### [SUPPLIED RECORDS]
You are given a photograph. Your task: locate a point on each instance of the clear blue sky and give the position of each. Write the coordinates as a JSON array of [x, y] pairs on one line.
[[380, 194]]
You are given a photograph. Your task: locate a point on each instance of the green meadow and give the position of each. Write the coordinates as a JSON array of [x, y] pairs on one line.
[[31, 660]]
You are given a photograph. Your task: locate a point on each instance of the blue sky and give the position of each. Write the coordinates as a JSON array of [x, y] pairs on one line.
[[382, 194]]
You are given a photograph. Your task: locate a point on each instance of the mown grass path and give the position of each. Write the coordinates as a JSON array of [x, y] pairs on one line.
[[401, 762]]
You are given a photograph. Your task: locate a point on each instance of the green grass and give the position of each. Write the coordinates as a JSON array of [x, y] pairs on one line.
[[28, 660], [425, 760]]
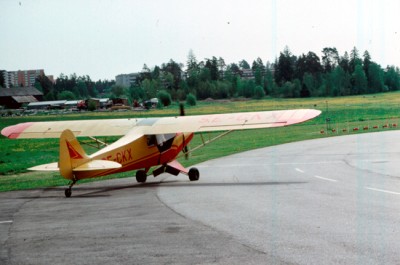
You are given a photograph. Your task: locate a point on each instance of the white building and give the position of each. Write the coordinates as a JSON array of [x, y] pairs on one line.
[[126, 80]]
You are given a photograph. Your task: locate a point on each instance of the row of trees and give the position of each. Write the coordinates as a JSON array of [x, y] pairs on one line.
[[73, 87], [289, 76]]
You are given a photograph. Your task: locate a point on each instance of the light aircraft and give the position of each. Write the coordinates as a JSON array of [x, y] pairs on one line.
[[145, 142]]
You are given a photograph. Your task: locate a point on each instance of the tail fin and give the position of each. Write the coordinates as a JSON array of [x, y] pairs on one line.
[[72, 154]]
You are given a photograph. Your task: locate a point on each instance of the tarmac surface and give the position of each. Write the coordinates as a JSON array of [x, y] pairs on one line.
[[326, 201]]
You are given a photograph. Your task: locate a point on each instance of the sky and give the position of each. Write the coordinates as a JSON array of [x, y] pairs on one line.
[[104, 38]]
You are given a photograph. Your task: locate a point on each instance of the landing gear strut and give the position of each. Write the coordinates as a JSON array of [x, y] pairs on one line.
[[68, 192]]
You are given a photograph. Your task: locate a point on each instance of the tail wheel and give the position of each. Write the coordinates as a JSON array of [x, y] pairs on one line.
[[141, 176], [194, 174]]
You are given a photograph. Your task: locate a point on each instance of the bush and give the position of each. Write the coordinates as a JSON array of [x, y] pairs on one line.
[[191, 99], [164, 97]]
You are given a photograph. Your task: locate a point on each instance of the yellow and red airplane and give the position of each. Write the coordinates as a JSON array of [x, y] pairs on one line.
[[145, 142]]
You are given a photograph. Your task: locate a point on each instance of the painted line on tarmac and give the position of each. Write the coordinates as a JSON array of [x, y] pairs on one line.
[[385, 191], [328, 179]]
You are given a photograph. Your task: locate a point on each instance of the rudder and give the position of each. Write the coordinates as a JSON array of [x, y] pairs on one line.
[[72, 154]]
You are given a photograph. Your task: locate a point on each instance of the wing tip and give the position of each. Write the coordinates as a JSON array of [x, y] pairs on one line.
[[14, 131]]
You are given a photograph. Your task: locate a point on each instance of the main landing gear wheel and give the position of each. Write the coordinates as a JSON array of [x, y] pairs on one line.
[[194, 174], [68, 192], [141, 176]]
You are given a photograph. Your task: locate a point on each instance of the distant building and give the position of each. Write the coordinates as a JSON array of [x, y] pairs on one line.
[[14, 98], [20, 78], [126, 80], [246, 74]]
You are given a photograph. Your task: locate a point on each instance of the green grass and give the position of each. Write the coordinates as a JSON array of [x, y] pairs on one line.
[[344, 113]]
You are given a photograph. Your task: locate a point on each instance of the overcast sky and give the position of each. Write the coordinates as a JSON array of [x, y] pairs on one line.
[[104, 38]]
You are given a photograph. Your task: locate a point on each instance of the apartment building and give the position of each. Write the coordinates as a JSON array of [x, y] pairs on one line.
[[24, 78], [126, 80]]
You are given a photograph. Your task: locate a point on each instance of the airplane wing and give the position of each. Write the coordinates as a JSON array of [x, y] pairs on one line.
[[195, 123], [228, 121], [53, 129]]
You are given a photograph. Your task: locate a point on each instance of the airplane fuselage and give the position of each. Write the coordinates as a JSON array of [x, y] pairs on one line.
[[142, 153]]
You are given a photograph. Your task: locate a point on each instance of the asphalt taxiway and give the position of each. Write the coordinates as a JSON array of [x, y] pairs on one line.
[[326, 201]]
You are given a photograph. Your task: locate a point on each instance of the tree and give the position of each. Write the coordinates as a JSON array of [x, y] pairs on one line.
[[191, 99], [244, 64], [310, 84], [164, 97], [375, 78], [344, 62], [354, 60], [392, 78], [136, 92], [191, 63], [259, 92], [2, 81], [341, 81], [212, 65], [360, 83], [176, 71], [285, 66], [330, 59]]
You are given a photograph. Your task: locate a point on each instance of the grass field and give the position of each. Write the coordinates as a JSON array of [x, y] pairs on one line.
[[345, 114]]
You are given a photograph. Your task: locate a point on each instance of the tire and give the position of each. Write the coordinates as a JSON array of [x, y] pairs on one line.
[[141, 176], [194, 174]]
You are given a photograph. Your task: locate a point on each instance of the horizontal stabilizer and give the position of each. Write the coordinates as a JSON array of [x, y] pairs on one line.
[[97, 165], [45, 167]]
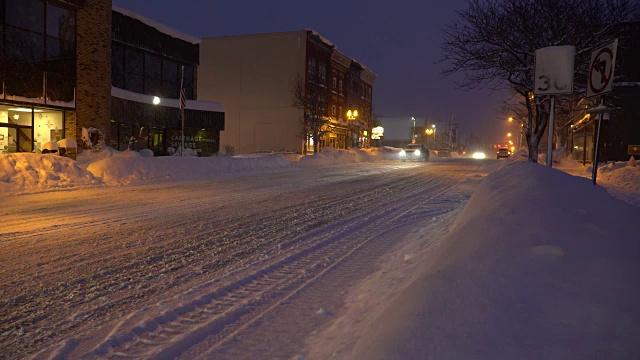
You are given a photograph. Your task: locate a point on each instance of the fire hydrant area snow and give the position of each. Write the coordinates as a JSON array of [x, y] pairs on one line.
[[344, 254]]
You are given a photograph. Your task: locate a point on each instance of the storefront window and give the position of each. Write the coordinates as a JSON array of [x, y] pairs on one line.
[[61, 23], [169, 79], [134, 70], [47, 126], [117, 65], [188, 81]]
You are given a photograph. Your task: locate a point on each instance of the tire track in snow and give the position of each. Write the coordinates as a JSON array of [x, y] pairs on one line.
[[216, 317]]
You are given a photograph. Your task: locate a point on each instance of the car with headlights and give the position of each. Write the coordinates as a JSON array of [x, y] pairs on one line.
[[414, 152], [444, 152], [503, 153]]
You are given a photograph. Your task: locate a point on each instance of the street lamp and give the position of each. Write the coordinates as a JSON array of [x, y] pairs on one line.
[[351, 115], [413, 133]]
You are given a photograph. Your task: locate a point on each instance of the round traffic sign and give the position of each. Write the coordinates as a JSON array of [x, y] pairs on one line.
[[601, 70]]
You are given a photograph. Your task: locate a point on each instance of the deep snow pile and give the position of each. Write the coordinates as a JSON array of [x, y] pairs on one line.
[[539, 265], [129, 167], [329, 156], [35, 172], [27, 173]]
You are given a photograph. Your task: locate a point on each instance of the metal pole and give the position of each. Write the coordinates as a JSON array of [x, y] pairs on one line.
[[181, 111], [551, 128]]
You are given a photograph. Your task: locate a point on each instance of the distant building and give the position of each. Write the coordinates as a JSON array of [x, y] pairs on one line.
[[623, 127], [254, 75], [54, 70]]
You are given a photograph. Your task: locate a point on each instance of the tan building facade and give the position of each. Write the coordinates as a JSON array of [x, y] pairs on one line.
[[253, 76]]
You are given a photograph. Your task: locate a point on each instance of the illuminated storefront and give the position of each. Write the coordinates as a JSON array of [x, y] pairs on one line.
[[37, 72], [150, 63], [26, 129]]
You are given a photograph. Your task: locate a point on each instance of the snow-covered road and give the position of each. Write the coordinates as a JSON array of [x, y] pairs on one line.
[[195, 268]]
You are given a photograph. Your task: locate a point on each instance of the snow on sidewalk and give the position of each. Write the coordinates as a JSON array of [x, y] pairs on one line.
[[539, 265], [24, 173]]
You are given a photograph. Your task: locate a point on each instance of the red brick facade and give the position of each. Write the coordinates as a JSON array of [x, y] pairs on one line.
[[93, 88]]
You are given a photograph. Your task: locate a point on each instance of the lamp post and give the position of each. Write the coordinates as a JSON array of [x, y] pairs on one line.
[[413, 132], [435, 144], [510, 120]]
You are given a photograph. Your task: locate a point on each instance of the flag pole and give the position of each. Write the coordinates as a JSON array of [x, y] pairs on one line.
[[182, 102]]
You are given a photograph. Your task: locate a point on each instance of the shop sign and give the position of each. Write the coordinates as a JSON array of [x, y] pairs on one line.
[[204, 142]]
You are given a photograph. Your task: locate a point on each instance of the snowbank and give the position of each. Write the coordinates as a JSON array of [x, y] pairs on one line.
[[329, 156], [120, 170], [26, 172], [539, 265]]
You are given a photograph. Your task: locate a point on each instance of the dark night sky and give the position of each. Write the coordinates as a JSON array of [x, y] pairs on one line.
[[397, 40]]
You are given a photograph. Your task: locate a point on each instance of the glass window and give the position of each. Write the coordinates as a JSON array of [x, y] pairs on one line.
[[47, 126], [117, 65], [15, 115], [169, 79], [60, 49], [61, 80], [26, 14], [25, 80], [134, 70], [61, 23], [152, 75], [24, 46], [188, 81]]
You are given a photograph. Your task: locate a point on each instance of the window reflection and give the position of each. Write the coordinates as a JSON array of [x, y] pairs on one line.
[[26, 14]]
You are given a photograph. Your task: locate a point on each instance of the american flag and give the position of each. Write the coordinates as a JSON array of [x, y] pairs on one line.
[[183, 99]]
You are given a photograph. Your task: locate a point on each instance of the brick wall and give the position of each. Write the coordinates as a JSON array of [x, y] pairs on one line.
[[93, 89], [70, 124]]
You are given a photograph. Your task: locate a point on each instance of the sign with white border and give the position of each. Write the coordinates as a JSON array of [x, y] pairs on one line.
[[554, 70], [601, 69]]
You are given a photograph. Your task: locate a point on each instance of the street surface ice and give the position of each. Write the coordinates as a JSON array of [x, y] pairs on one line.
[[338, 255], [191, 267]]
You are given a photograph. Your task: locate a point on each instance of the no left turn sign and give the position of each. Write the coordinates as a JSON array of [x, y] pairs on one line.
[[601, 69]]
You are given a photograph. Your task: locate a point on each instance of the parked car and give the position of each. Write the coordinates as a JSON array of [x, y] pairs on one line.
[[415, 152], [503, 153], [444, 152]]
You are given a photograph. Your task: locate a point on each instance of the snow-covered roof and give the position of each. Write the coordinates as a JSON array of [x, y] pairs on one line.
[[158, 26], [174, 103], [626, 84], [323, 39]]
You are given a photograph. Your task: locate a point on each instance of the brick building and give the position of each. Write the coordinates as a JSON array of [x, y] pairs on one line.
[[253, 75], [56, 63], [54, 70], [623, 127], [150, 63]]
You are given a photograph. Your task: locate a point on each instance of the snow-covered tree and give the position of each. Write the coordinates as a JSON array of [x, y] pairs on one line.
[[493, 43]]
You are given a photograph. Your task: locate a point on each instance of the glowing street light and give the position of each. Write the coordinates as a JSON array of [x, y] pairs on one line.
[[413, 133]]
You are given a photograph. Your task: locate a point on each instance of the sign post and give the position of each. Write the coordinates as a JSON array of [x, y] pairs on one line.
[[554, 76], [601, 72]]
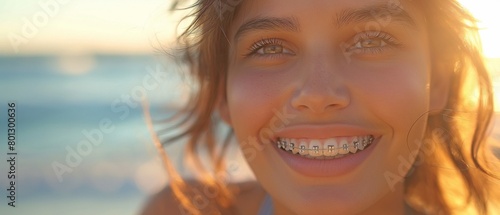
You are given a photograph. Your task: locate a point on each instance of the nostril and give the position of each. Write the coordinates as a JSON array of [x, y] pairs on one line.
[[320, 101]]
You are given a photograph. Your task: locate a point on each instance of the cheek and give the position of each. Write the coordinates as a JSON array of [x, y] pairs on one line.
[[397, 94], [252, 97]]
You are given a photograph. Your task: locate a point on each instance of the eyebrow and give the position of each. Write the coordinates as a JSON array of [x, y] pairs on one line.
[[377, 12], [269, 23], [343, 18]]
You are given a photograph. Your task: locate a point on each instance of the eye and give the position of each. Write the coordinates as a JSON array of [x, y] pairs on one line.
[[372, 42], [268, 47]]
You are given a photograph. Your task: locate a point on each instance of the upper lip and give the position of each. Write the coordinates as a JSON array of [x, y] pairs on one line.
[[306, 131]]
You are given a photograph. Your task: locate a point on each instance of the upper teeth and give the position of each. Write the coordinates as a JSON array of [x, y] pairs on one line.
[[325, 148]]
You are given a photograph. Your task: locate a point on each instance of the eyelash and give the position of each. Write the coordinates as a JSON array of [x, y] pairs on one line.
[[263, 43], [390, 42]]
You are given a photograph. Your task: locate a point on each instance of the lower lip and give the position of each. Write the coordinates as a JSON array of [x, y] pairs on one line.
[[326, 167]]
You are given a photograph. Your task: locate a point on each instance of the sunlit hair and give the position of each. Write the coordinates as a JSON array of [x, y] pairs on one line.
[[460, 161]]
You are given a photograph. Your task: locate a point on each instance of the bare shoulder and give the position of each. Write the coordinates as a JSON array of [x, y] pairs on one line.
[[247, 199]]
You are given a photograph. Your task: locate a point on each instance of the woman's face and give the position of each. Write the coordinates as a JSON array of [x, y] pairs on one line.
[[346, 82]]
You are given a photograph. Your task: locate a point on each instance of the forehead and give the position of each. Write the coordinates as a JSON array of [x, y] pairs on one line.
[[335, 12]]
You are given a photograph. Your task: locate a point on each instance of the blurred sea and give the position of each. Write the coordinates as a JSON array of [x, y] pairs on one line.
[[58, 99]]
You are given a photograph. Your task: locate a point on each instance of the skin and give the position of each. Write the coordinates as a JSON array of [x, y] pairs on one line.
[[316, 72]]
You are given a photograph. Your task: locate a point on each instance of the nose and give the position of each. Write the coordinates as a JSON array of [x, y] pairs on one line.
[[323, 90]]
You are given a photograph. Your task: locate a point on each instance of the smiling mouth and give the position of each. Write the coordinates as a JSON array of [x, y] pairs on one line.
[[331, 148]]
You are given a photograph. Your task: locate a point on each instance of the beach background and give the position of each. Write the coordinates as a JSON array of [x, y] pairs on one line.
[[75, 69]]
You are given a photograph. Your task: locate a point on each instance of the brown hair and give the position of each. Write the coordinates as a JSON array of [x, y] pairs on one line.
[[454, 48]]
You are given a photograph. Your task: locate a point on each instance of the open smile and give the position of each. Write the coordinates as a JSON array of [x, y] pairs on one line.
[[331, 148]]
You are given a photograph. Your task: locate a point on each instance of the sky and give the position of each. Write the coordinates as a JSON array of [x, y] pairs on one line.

### [WRITTEN EXERCISE]
Revise the material starting with the line with "of the glowing" and going on through the line with "[[397, 94], [252, 97]]", putting "image" wherever "photograph" appears and leaving everything else as it is. Return only those lines, without the pictures.

### [ANSWER TO THIS PROBLEM]
You are given a image. Your task: locate a point on each instance of the glowing street light and give the position of each. Write the coordinates as a JSON array of [x, y] pairs on one line.
[[413, 133]]
You are given a image. Your task: locate a point on each instance of the sign post and give the position of each. Write the coordinates as a JSON array of [x, y] pairs on one line.
[[554, 76], [601, 72]]
You are given a image. Your task: locate a point on each instance of the nostril and give the position of each. Write the coordinates as a JSON array of [x, y] pairs on one line.
[[320, 101]]
You are given a image. Your task: locate a point on each instance of the cheek and give the position of each. Write the coordinates as a JSON array of [x, y] pairs on one line.
[[397, 94], [252, 97]]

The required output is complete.